Retype the listing below line for line, leaving out the picture.

● MATERIALS PROVIDED:
* start *
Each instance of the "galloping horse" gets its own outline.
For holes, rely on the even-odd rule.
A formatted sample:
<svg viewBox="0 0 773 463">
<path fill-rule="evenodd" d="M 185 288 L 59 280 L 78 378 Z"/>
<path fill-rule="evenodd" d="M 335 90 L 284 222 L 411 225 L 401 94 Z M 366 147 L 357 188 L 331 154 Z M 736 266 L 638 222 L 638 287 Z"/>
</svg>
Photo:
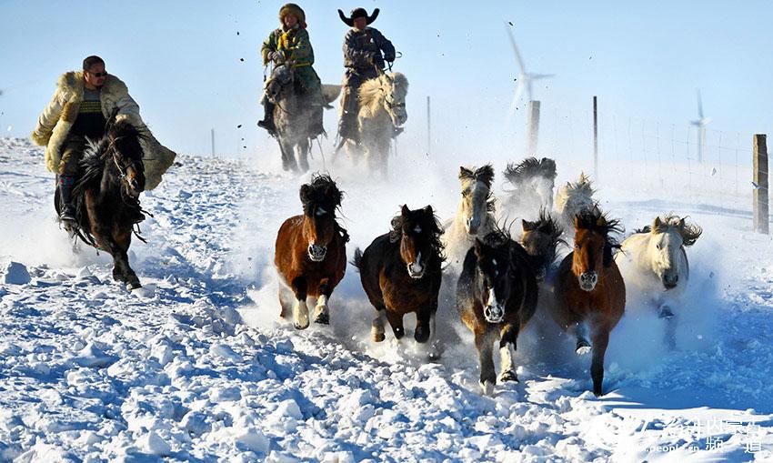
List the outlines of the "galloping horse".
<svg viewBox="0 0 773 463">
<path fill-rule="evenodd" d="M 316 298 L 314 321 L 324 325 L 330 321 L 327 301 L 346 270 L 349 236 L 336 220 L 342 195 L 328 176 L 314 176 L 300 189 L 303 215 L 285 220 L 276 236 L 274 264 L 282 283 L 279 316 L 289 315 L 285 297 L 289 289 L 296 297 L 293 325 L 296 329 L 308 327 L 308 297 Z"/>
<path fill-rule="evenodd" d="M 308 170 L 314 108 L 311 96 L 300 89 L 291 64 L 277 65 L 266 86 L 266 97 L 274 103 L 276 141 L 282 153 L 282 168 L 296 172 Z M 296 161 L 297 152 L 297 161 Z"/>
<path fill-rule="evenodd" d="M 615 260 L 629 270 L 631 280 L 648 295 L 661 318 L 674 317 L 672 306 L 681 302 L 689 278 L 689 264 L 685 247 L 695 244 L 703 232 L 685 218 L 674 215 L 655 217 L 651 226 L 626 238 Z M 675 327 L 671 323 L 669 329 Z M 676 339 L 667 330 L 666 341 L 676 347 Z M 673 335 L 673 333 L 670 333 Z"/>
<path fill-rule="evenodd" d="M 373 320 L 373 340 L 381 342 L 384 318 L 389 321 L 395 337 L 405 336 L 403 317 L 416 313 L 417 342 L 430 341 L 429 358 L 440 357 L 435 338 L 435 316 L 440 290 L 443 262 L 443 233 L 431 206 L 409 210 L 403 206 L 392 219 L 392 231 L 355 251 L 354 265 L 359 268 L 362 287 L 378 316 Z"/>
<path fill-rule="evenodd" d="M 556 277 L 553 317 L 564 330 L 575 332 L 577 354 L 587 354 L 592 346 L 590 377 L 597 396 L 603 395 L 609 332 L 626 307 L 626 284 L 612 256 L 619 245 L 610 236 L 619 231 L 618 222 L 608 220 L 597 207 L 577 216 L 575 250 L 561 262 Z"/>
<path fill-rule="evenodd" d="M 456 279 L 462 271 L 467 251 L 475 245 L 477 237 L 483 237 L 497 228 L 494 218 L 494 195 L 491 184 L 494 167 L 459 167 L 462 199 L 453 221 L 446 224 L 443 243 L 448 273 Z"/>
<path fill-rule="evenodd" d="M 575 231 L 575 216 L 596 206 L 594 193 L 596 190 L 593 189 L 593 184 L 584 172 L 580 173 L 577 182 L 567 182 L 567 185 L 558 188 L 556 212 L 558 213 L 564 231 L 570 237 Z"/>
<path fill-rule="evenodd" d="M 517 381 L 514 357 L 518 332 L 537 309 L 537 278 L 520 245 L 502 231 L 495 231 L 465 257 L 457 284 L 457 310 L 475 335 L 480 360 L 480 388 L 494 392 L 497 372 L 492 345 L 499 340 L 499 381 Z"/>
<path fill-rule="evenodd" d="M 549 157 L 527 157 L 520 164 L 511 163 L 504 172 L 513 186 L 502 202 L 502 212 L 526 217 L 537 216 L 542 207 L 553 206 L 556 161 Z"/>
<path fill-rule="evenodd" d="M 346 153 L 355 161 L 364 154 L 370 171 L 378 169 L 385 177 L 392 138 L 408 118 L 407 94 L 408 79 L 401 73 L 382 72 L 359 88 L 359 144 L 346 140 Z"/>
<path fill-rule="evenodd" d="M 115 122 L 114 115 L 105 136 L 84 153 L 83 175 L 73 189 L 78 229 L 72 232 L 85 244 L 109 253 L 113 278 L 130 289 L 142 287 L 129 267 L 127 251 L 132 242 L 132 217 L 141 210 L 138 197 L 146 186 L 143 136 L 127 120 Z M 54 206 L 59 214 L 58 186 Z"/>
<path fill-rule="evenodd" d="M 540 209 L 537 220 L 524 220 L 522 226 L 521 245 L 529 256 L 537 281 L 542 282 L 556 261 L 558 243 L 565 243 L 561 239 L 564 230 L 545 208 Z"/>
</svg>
* end *
● SOLVED PROBLEM:
Each instance of the "galloping horse" gets its own outline.
For holes, rely on the even-odd rule.
A formatted sample:
<svg viewBox="0 0 773 463">
<path fill-rule="evenodd" d="M 185 288 L 59 280 L 78 378 Z"/>
<path fill-rule="evenodd" d="M 335 90 L 284 222 L 411 225 L 401 94 Z M 366 147 L 357 188 L 331 154 Z M 736 266 L 638 222 L 638 287 Z"/>
</svg>
Photo:
List the outlines of the "galloping horse".
<svg viewBox="0 0 773 463">
<path fill-rule="evenodd" d="M 316 298 L 314 321 L 324 325 L 330 321 L 327 301 L 346 270 L 349 236 L 336 220 L 342 195 L 328 176 L 314 176 L 300 189 L 303 215 L 285 220 L 276 236 L 274 264 L 282 283 L 279 316 L 289 315 L 285 297 L 289 289 L 296 297 L 293 325 L 296 329 L 308 327 L 308 297 Z"/>
<path fill-rule="evenodd" d="M 308 170 L 314 108 L 311 96 L 300 89 L 291 64 L 277 65 L 266 86 L 266 97 L 274 103 L 276 141 L 282 153 L 282 168 L 296 172 Z M 296 161 L 297 152 L 297 161 Z"/>
<path fill-rule="evenodd" d="M 615 260 L 629 270 L 631 280 L 648 295 L 661 318 L 674 317 L 672 306 L 681 302 L 689 278 L 689 264 L 685 247 L 695 244 L 703 232 L 685 218 L 674 215 L 655 217 L 651 226 L 626 238 Z M 675 327 L 671 323 L 669 329 Z M 676 339 L 667 330 L 666 341 L 676 347 Z M 673 335 L 673 333 L 670 333 Z"/>
<path fill-rule="evenodd" d="M 373 320 L 373 340 L 381 342 L 384 318 L 389 321 L 395 337 L 405 336 L 403 317 L 416 313 L 417 342 L 430 341 L 429 358 L 440 357 L 435 338 L 435 316 L 440 290 L 443 262 L 443 233 L 431 206 L 409 210 L 403 206 L 392 219 L 392 231 L 355 251 L 354 265 L 359 268 L 362 287 L 378 316 Z"/>
<path fill-rule="evenodd" d="M 556 277 L 553 317 L 564 330 L 575 332 L 577 354 L 587 354 L 592 346 L 590 377 L 597 396 L 603 395 L 609 332 L 626 307 L 626 284 L 612 256 L 619 245 L 610 236 L 619 231 L 618 222 L 608 220 L 597 207 L 577 216 L 575 250 L 561 262 Z"/>
<path fill-rule="evenodd" d="M 456 279 L 462 271 L 467 251 L 475 245 L 477 237 L 483 237 L 497 228 L 494 218 L 494 195 L 491 184 L 494 167 L 459 167 L 462 199 L 453 221 L 446 224 L 443 243 L 448 273 Z"/>
<path fill-rule="evenodd" d="M 575 231 L 575 216 L 596 206 L 594 193 L 596 190 L 593 189 L 593 184 L 584 172 L 580 173 L 577 182 L 567 182 L 567 185 L 558 188 L 556 212 L 558 213 L 564 231 L 570 237 Z"/>
<path fill-rule="evenodd" d="M 517 381 L 514 357 L 518 332 L 537 309 L 537 278 L 520 245 L 502 231 L 495 231 L 465 257 L 457 284 L 457 310 L 475 335 L 480 360 L 480 388 L 494 392 L 497 372 L 492 345 L 499 340 L 499 381 Z"/>
<path fill-rule="evenodd" d="M 549 157 L 527 157 L 520 164 L 511 163 L 504 172 L 513 186 L 502 202 L 502 212 L 526 217 L 537 216 L 542 207 L 553 206 L 556 161 Z"/>
<path fill-rule="evenodd" d="M 346 153 L 355 161 L 364 154 L 370 171 L 378 169 L 385 177 L 392 138 L 408 118 L 407 94 L 408 79 L 401 73 L 382 72 L 359 88 L 359 144 L 346 140 Z"/>
<path fill-rule="evenodd" d="M 115 122 L 114 115 L 105 136 L 84 153 L 83 175 L 73 189 L 78 229 L 72 232 L 85 244 L 109 253 L 113 278 L 130 289 L 142 287 L 129 267 L 127 251 L 132 242 L 132 217 L 141 210 L 138 197 L 146 186 L 143 136 L 127 120 Z M 54 206 L 59 214 L 58 186 Z"/>
<path fill-rule="evenodd" d="M 540 209 L 537 220 L 524 220 L 522 226 L 521 245 L 529 256 L 537 281 L 542 282 L 556 261 L 558 243 L 565 243 L 561 239 L 564 230 L 545 208 Z"/>
</svg>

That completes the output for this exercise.